Texto proporcionado
□ □ □
Vuestras ciudades hacen daño a los ojos del hombre de piel roja.
Tal vez sea porque el hombre de piel roja es salvaje y no puede
entender las cosas. No hay ningún lugar tranquilo en las ciudades
del hombre de piel blanca; ningún lugar donde se pueda escuchar
en la primavera el despliegue de las hojas, o movimiento de las
alas de un insecto.
Tal
vez me lo parece a mi porque soy un salvaje y no comprendo bien
las cosas. El ruido de la ciudad es un insulto para el oído. Y yo
me pregunto: ¿qué tipo de vida tiene el hombre cuando no es capaz
de escuchar el grito solitario de una garza o la discusión nocturna
de las ranas alrededor del charco? Soy un hombre de piel roja y
no puedo entender. A los indios nos deleita el ligero murmullo del
viento fregando la cara del lago y su olor después de la lluvia
del mediodía, que trae la fragancia de los abetos.
El
hombre de piel roja es conocedor del valor inapreciable del aire
ya que todas las cosas respiran su aliento: el animal, el árbol,
el hombre. Pero parece que el hombre de piel blanca no sienta el
aire que respira. Como un hombre que hace días que agoniza, no es
capaz de sentir la peste. Si os vendiésemos las tierras, tendríais
que dejarlas en paz y que continuasen sagradas para que fuesen un
lugar en el que hasta el hombre de piel blanca pudiese saborear
el viento endulzado por las flores de la pradera.
Queremos considerar vuestra oferta de comprarnos las tierras. Si
decidiéramos aceptarlo tendré que poner una condición: que el hombre
de piel blanca mire a los animales de esta tierra como hermanos.
□ □ □
Datos registrados
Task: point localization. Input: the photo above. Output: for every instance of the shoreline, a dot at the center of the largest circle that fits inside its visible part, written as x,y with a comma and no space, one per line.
□ □ □
Indica si cada afirmación concuerda con el texto proporcionado. Responde sí o no y cita literalmente las palabras del texto que lo deciden.
1. El ruido de la ciudad se describe como un insulto para el oído.
2. El hablante declara que ya ha aceptado vender las tierras.
3. La condición planteada es que el hombre de piel blanca abandone las tierras.

Resultado
1. Sí: «El ruido de la ciudad es un insulto para el oído.»
2. No: «Queremos considerar vuestra oferta de comprarnos las tierras.»
3. No: «que el hombre de piel blanca mire a los animales de esta tierra como hermanos.»